__What is being asked__:
Please return each line of the data below that contains the word "above".

__Data lines__:
+--

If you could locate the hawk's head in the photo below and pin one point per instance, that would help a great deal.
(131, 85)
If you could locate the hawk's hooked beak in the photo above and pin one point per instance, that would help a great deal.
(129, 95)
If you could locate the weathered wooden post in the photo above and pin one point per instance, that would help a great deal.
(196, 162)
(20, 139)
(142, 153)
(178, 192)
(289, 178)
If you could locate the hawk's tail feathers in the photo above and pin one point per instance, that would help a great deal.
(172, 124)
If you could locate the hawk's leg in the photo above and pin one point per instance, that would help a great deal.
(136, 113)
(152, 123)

+--

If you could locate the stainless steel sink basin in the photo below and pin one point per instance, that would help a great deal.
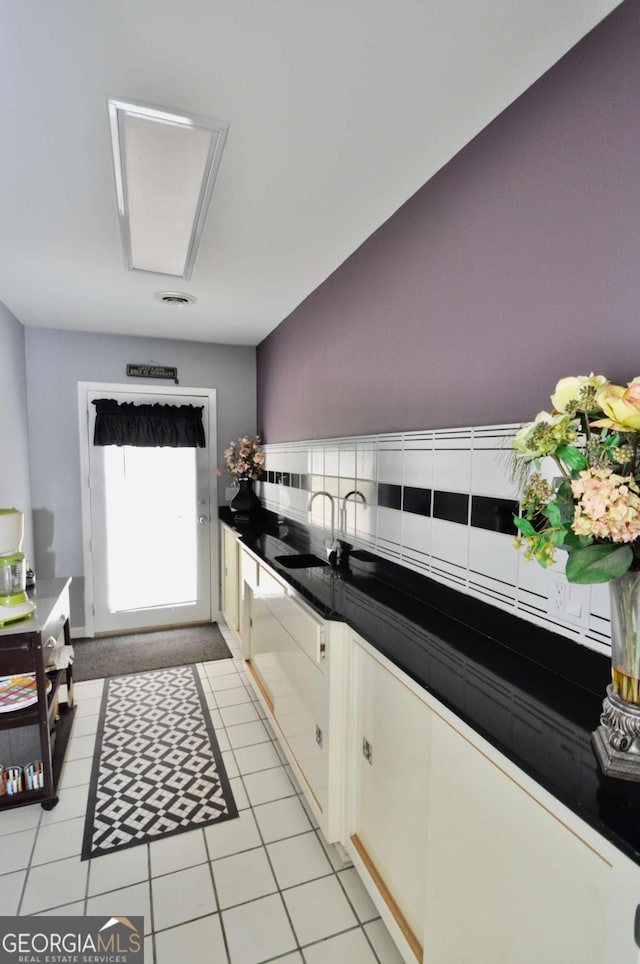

+--

__Response to the exercise__:
If you could locate the hawk's hooked beak in the photo above and pin one point per instance, that would help a great deal.
If you could locate the weathered wooden post in the photo above and pin one point per instance, that would help a great deal.
If you could locate the hawk's tail feathers in the photo above and pin one point per instance, that would help a great deal.
If you could locate the hawk's leg in the photo above and pin one point per instance, that would help a great deal.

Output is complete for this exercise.